WRITTEN REQUEST:
Please copy out every line of the records below that contains the word "chair".

____

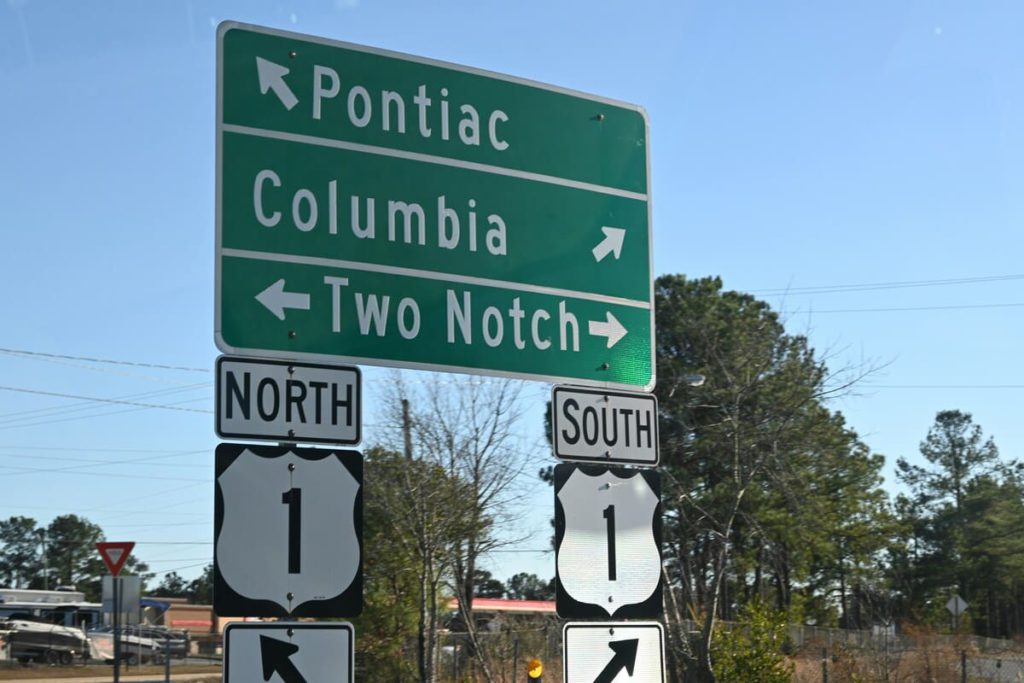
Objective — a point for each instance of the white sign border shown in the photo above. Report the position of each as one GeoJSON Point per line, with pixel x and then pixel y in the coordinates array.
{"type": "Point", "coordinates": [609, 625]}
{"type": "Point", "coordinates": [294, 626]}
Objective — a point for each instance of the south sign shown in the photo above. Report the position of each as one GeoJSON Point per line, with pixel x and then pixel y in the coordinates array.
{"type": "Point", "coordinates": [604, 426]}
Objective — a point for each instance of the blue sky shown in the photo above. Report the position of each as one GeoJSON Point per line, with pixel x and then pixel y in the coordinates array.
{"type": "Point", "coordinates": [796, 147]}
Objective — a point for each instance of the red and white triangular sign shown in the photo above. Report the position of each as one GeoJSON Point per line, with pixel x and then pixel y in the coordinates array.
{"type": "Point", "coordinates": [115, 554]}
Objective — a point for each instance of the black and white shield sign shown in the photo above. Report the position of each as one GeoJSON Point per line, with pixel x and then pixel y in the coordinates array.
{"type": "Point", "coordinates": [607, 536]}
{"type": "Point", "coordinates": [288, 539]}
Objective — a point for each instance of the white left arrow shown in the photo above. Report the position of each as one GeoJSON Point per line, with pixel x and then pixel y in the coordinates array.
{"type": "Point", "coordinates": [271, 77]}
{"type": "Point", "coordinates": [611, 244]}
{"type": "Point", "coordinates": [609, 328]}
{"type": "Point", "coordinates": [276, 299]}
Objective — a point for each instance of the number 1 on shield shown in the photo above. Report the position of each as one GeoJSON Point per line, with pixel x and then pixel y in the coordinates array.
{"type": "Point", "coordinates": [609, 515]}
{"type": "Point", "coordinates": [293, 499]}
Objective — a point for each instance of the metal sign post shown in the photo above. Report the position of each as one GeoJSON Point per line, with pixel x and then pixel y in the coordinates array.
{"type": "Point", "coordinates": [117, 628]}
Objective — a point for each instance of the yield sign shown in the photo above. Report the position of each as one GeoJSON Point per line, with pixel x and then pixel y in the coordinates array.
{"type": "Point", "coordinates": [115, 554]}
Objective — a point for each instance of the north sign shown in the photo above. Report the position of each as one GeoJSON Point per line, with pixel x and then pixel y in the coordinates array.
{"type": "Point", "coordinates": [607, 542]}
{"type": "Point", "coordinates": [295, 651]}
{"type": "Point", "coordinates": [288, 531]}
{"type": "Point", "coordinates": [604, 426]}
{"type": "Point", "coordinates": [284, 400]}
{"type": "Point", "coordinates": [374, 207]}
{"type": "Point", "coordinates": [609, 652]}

____

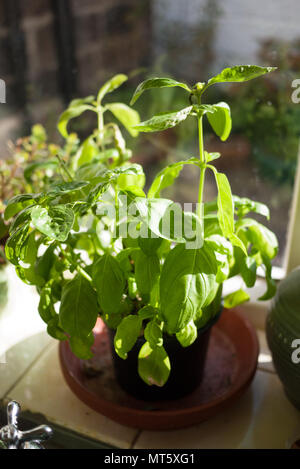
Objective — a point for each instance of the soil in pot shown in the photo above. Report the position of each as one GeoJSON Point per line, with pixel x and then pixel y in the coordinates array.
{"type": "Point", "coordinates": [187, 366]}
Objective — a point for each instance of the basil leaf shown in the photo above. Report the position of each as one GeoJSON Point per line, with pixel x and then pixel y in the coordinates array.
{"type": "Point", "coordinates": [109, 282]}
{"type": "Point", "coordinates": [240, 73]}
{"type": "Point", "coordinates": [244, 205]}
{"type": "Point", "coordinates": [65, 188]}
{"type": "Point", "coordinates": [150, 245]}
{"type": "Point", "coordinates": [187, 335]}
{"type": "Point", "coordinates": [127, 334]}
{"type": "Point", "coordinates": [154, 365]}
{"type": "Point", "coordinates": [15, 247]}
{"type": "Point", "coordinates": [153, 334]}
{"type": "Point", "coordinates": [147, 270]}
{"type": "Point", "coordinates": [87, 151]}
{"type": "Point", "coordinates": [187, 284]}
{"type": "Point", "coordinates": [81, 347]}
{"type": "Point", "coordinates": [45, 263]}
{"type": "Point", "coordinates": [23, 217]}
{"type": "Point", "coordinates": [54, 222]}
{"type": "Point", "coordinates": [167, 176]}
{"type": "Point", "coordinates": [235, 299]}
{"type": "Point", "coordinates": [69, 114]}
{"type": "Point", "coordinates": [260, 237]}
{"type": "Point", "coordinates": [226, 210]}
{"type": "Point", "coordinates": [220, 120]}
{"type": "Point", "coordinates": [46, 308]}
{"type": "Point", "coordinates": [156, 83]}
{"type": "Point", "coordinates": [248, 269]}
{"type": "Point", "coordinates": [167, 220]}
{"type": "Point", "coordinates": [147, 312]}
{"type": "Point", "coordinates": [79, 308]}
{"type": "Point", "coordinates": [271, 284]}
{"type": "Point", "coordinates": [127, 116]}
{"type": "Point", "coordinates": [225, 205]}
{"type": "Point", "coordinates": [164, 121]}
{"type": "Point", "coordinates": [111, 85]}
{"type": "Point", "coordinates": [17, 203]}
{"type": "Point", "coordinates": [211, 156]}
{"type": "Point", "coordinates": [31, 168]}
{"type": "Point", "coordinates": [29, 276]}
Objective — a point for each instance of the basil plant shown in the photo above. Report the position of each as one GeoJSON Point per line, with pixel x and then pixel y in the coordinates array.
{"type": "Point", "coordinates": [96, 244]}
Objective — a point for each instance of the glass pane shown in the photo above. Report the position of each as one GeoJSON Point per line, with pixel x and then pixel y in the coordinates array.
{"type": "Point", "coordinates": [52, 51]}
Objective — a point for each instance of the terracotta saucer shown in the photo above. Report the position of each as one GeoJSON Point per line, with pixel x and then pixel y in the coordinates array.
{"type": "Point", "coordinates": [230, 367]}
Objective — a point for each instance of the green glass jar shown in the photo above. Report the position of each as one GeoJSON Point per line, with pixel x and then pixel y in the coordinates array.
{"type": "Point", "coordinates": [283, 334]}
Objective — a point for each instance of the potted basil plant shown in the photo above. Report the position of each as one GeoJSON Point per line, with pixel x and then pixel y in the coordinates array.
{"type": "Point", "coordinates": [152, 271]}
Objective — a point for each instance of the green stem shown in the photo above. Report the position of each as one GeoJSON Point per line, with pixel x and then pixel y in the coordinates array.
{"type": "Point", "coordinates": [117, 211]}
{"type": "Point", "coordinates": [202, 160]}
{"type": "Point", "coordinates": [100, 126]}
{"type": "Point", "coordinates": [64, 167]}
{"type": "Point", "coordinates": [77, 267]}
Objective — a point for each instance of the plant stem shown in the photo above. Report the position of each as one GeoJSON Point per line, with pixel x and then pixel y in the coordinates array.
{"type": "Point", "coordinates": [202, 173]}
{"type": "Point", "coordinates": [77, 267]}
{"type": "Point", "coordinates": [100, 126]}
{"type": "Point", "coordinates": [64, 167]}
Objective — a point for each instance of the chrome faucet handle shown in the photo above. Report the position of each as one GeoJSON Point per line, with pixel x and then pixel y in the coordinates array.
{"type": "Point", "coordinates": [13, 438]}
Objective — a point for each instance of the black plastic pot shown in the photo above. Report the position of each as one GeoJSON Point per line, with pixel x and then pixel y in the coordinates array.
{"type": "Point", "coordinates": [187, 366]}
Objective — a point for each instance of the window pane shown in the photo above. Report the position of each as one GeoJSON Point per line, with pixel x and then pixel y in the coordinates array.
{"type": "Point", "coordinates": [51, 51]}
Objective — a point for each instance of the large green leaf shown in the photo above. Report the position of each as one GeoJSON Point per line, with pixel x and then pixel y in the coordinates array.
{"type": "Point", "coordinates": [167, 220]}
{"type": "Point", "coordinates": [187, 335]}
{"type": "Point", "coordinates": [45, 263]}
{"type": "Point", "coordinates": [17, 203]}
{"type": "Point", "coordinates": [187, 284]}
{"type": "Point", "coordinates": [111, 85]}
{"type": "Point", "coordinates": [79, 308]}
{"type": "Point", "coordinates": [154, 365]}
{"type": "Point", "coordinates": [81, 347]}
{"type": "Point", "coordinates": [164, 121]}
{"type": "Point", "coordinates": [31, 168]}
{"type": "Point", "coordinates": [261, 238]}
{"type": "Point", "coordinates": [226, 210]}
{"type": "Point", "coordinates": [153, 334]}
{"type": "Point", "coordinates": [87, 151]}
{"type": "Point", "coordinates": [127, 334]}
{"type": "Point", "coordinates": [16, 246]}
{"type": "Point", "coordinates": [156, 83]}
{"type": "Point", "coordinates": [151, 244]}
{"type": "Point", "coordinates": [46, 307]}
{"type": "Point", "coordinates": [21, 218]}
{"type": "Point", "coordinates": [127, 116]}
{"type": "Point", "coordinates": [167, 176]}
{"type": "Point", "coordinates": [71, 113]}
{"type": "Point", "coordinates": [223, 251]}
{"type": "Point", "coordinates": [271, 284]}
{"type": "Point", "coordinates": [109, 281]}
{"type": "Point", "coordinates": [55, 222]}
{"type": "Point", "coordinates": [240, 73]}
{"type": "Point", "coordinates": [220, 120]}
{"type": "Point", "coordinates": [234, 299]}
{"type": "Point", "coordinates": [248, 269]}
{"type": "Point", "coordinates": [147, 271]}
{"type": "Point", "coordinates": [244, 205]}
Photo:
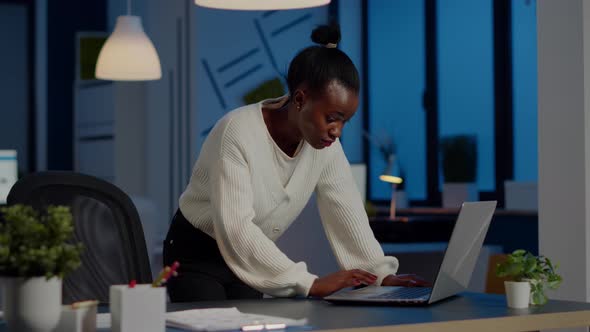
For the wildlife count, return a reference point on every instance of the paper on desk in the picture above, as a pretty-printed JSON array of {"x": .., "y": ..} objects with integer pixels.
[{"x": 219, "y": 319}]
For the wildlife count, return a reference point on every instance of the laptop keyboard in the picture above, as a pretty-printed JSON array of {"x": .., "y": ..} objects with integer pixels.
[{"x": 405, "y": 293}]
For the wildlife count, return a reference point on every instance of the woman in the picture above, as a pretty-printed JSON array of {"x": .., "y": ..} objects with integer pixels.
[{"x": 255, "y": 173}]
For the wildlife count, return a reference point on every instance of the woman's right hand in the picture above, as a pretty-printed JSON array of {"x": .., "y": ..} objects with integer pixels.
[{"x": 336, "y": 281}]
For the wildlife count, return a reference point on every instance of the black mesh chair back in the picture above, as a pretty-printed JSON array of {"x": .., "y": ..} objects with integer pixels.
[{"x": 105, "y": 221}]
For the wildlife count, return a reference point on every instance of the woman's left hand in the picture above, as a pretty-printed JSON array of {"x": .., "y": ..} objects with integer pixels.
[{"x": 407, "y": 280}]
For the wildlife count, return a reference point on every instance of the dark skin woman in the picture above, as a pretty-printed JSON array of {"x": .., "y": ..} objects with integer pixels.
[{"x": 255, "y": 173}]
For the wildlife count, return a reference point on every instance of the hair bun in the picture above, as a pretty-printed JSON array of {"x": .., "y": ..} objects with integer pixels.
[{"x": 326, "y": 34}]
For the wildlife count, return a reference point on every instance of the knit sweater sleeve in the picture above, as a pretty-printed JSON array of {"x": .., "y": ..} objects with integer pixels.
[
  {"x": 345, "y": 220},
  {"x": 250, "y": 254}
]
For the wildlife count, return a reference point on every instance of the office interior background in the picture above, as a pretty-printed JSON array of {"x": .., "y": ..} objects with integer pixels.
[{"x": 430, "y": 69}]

____

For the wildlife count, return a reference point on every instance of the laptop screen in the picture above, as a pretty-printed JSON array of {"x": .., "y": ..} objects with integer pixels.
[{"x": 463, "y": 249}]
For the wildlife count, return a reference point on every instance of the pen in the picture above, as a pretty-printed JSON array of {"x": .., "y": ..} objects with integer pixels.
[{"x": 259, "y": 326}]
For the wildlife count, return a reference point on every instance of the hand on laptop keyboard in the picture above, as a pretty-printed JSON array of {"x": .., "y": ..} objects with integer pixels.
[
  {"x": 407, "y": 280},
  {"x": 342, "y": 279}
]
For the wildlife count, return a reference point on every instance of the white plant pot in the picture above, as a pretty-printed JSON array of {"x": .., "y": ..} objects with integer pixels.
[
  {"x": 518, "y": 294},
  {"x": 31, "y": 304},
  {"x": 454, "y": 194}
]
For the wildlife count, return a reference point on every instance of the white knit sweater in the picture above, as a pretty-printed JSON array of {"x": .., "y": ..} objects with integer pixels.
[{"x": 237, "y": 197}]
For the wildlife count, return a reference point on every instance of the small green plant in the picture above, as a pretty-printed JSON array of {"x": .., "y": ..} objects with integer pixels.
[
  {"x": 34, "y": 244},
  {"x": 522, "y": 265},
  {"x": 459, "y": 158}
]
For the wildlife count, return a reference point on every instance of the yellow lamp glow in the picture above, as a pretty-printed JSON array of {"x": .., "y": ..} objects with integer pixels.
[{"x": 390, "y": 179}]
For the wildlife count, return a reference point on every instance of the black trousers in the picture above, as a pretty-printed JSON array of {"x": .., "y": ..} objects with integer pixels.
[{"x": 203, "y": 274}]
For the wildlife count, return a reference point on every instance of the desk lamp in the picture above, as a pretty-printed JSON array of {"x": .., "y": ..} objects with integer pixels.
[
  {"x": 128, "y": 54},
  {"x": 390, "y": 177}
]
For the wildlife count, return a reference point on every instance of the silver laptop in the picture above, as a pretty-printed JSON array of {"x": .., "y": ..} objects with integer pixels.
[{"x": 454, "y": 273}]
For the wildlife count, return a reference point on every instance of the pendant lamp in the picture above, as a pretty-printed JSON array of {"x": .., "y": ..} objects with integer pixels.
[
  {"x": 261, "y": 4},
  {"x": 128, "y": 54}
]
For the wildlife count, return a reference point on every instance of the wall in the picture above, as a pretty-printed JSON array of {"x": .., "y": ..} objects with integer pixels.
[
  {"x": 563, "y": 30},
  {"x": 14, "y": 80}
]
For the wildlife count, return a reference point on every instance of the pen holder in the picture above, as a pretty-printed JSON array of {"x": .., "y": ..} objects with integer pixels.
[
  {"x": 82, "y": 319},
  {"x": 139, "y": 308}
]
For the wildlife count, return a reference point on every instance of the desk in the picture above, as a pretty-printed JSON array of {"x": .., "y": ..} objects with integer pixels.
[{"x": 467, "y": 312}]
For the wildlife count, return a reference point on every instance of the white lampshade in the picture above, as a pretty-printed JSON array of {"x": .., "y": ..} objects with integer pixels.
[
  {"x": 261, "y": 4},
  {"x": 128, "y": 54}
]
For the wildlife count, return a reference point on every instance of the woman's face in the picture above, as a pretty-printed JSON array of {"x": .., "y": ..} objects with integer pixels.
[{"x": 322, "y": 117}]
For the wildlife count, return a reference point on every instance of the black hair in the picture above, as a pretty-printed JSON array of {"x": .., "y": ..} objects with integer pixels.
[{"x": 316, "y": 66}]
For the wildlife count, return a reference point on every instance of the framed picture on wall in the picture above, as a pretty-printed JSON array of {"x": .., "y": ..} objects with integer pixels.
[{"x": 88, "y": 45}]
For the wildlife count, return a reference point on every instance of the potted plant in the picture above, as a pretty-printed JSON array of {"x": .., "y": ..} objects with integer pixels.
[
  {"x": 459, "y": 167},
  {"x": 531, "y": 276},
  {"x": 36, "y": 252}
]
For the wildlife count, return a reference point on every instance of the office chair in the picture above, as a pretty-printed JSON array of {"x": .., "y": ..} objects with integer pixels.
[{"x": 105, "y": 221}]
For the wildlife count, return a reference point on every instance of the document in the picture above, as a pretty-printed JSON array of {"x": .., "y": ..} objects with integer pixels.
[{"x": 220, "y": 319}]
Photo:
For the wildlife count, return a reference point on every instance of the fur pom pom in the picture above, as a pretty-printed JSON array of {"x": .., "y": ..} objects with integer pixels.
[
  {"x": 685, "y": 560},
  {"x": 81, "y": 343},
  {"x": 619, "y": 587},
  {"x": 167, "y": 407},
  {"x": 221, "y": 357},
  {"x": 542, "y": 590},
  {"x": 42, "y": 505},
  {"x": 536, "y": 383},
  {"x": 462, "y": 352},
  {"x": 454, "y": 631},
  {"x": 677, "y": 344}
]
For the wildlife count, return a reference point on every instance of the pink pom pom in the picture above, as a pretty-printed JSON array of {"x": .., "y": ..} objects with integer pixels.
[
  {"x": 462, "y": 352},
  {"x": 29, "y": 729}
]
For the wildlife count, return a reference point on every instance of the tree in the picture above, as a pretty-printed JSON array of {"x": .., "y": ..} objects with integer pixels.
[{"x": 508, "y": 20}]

____

SOLVED PROBLEM:
For the wildlife count, return a reference point on every instance of the black mesh chair back in the picture above, as a pretty-printed JSON array of {"x": .., "y": ..} objects with integer pixels.
For the wildlife count, return a reference point on every instance of the office chair in the picture above, as a pretty-printed JSON array of {"x": .., "y": ..} objects with integer pixels.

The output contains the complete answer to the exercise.